Your goal: Copy nothing but the lines from the one containing "bokeh background and record integer pixel coordinates." through the last line of the entries below, exactly as written and without pictures.

[Recorded data]

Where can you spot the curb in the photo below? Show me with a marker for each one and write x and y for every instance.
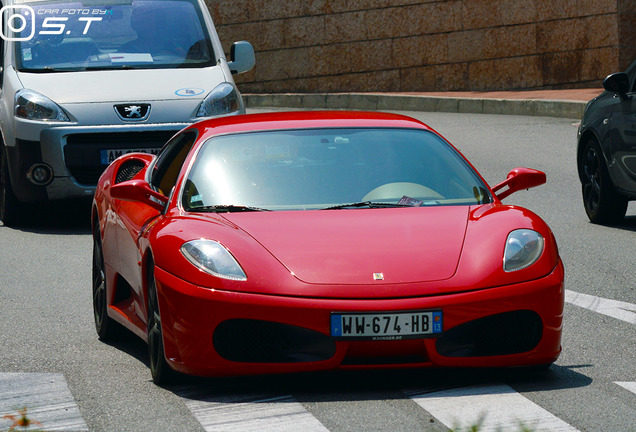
(394, 102)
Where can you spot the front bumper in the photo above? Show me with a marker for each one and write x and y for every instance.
(213, 333)
(73, 154)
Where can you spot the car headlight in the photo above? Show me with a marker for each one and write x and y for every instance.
(213, 258)
(32, 105)
(224, 99)
(523, 248)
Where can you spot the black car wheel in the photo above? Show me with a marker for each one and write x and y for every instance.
(603, 204)
(161, 372)
(105, 326)
(10, 207)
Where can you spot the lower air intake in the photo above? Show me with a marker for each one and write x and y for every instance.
(255, 341)
(501, 334)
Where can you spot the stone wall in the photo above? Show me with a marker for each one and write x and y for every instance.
(428, 45)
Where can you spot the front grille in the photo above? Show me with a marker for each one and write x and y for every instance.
(82, 151)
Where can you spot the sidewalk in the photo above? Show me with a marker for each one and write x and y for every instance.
(546, 103)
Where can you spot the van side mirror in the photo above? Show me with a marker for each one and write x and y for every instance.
(242, 58)
(139, 191)
(518, 179)
(617, 83)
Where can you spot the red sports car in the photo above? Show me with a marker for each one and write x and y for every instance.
(306, 241)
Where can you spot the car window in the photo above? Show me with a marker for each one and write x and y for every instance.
(113, 34)
(170, 160)
(321, 168)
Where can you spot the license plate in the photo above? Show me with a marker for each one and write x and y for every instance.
(386, 326)
(107, 156)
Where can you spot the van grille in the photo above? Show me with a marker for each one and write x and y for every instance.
(82, 152)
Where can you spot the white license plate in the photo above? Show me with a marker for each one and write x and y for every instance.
(107, 156)
(386, 326)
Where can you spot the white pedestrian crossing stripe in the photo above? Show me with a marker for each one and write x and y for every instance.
(256, 412)
(491, 407)
(617, 309)
(46, 397)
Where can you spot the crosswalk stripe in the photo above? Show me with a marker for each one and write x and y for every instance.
(252, 412)
(631, 386)
(495, 407)
(46, 397)
(613, 308)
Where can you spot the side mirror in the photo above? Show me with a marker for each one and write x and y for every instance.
(242, 58)
(518, 179)
(139, 191)
(617, 83)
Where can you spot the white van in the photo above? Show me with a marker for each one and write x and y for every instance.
(86, 81)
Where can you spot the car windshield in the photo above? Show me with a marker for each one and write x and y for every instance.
(329, 169)
(109, 34)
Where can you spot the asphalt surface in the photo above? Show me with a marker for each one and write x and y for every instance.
(52, 363)
(547, 103)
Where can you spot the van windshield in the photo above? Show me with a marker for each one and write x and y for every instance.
(109, 34)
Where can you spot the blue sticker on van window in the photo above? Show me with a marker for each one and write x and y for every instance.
(189, 91)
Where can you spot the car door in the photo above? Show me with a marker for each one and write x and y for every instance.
(133, 217)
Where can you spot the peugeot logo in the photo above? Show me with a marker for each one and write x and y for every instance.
(133, 112)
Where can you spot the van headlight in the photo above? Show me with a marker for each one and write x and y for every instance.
(224, 99)
(523, 248)
(213, 258)
(32, 105)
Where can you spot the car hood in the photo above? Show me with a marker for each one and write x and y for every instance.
(139, 85)
(362, 246)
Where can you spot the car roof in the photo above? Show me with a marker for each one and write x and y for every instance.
(304, 120)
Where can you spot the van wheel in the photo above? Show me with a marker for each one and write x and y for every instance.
(10, 207)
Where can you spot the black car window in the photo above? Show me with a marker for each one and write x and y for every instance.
(170, 160)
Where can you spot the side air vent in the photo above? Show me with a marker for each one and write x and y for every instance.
(128, 170)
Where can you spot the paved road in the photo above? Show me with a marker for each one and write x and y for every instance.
(52, 363)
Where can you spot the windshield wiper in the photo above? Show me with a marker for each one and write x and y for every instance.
(367, 204)
(227, 208)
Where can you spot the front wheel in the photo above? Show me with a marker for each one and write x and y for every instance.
(106, 327)
(603, 204)
(159, 368)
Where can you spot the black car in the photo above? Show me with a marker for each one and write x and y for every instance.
(606, 153)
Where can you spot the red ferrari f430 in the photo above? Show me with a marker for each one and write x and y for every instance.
(306, 241)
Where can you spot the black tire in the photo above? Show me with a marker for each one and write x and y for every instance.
(160, 370)
(602, 203)
(106, 327)
(10, 208)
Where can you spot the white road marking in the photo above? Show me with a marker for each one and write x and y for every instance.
(495, 407)
(255, 412)
(631, 386)
(46, 397)
(613, 308)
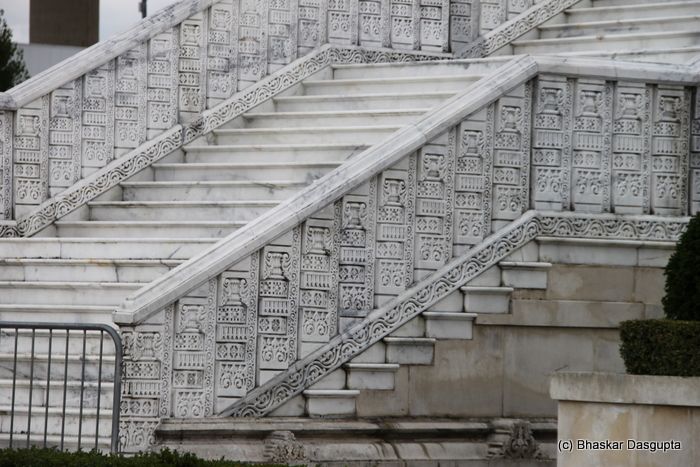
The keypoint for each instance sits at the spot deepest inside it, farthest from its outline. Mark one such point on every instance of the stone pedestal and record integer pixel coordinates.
(622, 420)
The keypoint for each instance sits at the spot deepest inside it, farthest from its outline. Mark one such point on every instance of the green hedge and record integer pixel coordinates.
(35, 457)
(661, 347)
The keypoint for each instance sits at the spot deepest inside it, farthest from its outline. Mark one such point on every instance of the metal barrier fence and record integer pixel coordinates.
(78, 372)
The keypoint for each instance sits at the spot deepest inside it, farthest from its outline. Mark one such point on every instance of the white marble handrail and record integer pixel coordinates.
(257, 233)
(100, 53)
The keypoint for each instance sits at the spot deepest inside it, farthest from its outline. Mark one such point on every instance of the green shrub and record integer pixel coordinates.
(35, 457)
(661, 347)
(682, 300)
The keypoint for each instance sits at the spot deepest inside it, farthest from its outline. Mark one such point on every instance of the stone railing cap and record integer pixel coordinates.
(104, 51)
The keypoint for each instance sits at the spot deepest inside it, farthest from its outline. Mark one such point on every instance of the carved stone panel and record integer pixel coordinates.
(591, 144)
(278, 304)
(356, 282)
(282, 24)
(146, 381)
(222, 42)
(318, 295)
(694, 182)
(669, 150)
(64, 136)
(551, 143)
(493, 14)
(405, 24)
(474, 167)
(130, 101)
(98, 118)
(392, 236)
(5, 165)
(511, 163)
(434, 198)
(236, 318)
(252, 42)
(464, 24)
(192, 67)
(312, 19)
(631, 148)
(193, 353)
(342, 22)
(161, 95)
(434, 24)
(30, 165)
(373, 23)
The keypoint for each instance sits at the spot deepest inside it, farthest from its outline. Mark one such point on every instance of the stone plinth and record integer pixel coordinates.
(622, 420)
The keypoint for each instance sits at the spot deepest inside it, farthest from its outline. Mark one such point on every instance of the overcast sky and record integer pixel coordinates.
(115, 16)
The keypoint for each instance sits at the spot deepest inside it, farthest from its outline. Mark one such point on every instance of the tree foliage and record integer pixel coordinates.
(12, 68)
(682, 300)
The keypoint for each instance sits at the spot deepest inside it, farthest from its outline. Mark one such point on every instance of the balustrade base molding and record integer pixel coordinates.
(391, 442)
(120, 169)
(174, 371)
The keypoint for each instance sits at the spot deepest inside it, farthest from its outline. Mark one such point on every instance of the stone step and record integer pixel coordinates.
(605, 3)
(313, 119)
(415, 69)
(85, 270)
(322, 135)
(409, 350)
(69, 443)
(55, 390)
(103, 248)
(57, 313)
(55, 421)
(678, 55)
(351, 86)
(647, 25)
(58, 341)
(524, 274)
(379, 376)
(444, 325)
(297, 172)
(635, 10)
(240, 211)
(66, 293)
(396, 100)
(308, 153)
(486, 299)
(144, 229)
(604, 42)
(210, 191)
(330, 402)
(58, 366)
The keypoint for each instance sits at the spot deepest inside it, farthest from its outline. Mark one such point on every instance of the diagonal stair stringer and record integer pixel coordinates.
(418, 298)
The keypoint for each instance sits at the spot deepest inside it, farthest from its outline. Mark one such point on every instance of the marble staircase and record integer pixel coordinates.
(86, 265)
(658, 31)
(490, 293)
(135, 233)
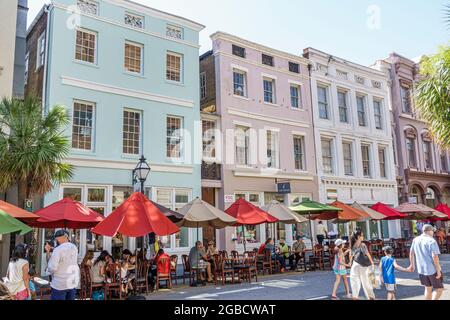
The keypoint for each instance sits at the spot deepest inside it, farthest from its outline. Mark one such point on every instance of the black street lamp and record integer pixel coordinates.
(141, 172)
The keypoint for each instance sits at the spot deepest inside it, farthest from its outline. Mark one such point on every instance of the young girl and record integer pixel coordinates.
(340, 268)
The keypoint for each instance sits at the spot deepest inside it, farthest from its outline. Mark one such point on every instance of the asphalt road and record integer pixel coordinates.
(298, 286)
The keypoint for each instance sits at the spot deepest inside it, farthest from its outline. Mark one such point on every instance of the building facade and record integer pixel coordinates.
(128, 75)
(423, 172)
(13, 26)
(259, 99)
(355, 159)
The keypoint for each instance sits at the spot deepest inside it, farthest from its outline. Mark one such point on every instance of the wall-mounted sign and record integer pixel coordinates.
(284, 188)
(229, 198)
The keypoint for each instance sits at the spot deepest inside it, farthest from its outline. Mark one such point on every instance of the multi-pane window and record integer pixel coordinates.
(82, 125)
(377, 114)
(365, 153)
(209, 138)
(295, 96)
(382, 160)
(427, 155)
(322, 94)
(272, 149)
(343, 108)
(88, 6)
(133, 57)
(40, 51)
(174, 67)
(86, 44)
(27, 63)
(361, 106)
(202, 85)
(294, 67)
(242, 145)
(444, 161)
(174, 137)
(238, 51)
(411, 149)
(174, 32)
(327, 156)
(240, 83)
(269, 90)
(348, 158)
(134, 20)
(267, 60)
(131, 131)
(299, 153)
(406, 99)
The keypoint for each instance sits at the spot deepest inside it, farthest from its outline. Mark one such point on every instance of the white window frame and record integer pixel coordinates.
(94, 124)
(40, 53)
(203, 86)
(140, 131)
(178, 55)
(95, 46)
(181, 130)
(134, 44)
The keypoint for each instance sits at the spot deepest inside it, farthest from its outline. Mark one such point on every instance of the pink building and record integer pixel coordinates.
(258, 98)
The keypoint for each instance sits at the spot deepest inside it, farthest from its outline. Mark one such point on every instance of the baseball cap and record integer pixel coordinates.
(60, 233)
(428, 227)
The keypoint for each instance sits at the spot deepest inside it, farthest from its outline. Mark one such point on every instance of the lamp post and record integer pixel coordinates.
(141, 172)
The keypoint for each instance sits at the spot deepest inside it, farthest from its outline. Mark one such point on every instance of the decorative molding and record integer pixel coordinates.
(127, 165)
(266, 118)
(124, 92)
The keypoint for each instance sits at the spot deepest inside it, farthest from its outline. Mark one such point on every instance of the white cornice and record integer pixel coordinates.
(255, 46)
(122, 25)
(127, 165)
(266, 118)
(130, 5)
(124, 92)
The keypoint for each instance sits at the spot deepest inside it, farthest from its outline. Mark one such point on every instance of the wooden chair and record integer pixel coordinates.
(90, 287)
(114, 281)
(173, 267)
(141, 280)
(163, 272)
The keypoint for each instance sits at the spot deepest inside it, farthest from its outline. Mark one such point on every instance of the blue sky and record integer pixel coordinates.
(361, 31)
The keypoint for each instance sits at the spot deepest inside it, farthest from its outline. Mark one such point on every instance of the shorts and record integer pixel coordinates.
(391, 287)
(342, 272)
(432, 281)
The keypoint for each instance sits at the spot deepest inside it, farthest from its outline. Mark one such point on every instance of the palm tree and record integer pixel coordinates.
(32, 147)
(432, 95)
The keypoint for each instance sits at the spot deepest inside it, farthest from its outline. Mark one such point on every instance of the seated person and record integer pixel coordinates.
(298, 249)
(197, 254)
(280, 258)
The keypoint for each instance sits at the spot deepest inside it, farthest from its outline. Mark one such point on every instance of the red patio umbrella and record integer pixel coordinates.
(136, 217)
(68, 214)
(248, 214)
(390, 213)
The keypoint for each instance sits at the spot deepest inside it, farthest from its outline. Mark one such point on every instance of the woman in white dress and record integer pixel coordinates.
(18, 282)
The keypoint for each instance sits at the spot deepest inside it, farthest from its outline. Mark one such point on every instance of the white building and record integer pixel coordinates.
(353, 137)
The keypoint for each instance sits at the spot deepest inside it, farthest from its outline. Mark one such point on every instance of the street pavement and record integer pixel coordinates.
(298, 286)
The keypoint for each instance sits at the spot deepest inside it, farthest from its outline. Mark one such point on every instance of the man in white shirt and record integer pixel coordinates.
(321, 232)
(63, 266)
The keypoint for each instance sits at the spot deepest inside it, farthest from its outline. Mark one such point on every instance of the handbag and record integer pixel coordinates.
(361, 258)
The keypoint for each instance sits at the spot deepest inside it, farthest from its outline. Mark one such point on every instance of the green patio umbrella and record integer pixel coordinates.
(9, 224)
(310, 207)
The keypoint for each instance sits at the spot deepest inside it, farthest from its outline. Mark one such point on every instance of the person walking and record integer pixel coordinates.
(340, 268)
(321, 232)
(424, 254)
(388, 265)
(18, 281)
(63, 266)
(361, 262)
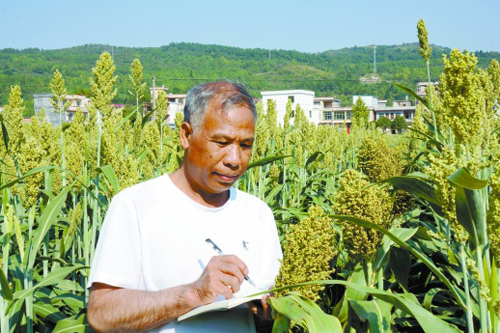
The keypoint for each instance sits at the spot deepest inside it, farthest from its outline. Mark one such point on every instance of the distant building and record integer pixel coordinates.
(304, 98)
(176, 103)
(378, 109)
(42, 101)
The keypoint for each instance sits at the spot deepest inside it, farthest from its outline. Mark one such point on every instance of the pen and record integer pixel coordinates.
(219, 251)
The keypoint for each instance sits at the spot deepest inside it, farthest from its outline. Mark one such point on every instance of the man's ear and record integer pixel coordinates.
(185, 133)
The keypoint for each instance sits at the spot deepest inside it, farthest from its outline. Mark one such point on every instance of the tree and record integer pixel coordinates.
(399, 124)
(360, 114)
(383, 123)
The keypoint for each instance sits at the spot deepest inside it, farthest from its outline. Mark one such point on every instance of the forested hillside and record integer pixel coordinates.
(180, 65)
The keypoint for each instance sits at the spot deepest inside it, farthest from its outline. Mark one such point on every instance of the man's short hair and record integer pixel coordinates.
(223, 95)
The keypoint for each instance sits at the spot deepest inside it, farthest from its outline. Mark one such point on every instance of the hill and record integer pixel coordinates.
(180, 65)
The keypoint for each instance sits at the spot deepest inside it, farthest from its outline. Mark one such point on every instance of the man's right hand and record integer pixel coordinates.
(223, 275)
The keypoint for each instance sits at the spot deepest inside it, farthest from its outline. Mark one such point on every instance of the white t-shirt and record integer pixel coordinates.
(153, 238)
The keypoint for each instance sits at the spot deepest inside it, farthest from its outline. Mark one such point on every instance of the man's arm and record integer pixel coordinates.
(124, 310)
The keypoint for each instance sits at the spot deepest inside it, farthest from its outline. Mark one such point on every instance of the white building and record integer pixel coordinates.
(42, 101)
(304, 98)
(378, 109)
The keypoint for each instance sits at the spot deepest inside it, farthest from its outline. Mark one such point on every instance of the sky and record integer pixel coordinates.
(306, 26)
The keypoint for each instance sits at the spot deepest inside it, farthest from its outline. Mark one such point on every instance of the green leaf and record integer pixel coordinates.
(418, 187)
(52, 278)
(73, 325)
(305, 313)
(267, 160)
(377, 312)
(124, 120)
(469, 208)
(405, 302)
(430, 139)
(400, 262)
(281, 324)
(494, 295)
(314, 157)
(403, 233)
(47, 311)
(5, 135)
(357, 277)
(110, 175)
(429, 296)
(28, 174)
(463, 178)
(4, 283)
(273, 193)
(317, 321)
(48, 217)
(422, 257)
(146, 117)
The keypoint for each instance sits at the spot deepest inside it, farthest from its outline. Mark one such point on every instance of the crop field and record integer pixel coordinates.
(380, 233)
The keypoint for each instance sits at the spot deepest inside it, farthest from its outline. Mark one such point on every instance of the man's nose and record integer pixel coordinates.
(232, 159)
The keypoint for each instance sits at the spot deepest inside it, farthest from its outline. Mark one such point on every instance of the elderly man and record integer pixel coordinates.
(152, 263)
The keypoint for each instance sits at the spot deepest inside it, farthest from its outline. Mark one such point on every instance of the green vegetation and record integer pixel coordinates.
(400, 232)
(180, 65)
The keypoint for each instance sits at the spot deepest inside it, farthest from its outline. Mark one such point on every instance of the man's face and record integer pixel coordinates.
(219, 151)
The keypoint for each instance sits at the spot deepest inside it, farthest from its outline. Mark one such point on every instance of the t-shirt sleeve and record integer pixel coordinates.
(270, 261)
(117, 260)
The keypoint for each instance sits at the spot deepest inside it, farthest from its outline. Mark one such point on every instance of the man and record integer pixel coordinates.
(152, 263)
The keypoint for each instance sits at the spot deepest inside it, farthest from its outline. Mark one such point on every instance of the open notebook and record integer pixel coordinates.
(222, 304)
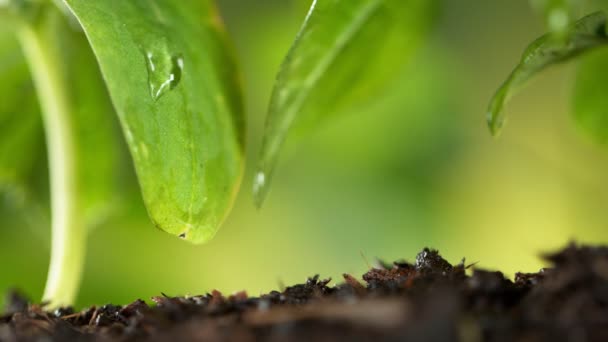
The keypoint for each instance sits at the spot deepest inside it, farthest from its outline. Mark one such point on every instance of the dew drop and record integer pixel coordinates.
(259, 188)
(164, 72)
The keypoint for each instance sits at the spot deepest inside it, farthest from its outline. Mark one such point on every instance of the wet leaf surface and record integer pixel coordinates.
(173, 83)
(346, 52)
(586, 34)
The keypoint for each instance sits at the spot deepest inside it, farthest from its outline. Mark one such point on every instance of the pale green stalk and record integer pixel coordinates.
(68, 231)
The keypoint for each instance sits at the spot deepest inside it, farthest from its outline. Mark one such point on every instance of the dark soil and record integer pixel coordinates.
(427, 300)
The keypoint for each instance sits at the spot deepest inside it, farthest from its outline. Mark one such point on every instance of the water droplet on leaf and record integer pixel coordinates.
(259, 188)
(164, 72)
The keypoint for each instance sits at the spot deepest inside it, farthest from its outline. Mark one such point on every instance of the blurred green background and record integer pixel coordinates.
(416, 168)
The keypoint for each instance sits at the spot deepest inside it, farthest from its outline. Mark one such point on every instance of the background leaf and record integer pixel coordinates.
(175, 89)
(20, 123)
(345, 53)
(586, 34)
(90, 114)
(590, 99)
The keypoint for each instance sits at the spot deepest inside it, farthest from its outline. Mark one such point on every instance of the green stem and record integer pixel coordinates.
(68, 232)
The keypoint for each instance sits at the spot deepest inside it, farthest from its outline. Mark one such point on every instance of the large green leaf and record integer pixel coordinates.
(590, 99)
(173, 83)
(586, 34)
(345, 53)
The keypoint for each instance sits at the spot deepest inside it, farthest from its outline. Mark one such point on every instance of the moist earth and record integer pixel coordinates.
(428, 299)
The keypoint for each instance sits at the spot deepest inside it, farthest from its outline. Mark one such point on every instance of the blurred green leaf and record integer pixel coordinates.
(345, 53)
(174, 85)
(21, 137)
(558, 14)
(590, 99)
(89, 110)
(586, 34)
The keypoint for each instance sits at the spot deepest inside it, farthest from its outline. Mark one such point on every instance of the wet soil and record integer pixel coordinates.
(428, 299)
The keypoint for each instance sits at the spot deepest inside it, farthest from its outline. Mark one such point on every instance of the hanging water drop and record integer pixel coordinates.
(164, 72)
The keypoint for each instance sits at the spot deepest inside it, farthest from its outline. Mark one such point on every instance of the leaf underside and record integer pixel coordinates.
(174, 86)
(586, 34)
(346, 52)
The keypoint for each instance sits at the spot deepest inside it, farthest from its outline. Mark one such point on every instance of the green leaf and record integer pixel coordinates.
(346, 52)
(586, 34)
(590, 98)
(558, 14)
(89, 123)
(174, 86)
(20, 123)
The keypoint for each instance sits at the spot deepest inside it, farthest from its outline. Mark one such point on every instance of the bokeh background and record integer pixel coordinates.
(416, 168)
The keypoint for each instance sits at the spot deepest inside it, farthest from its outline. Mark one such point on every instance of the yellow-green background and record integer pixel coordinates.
(418, 168)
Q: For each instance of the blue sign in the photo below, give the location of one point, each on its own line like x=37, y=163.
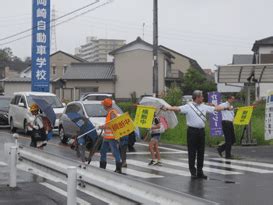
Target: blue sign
x=40, y=72
x=216, y=117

Answer section:
The keypoint for each instance sits at the spot deepest inside it, farthest from its outline. Mark one such point on every instance of the bokeh background and record integer pixel coordinates.
(416, 168)
The keypoint for each instance sits at the spot deepest inside it, farthest from its outline. Mark one such point on every instance of the yellow-green background and record integer pixel coordinates.
(418, 168)
Q: For each instance of the blue sign in the photo below, give the location of one point, each on its own line like x=37, y=163.
Target: blue sign
x=40, y=72
x=216, y=117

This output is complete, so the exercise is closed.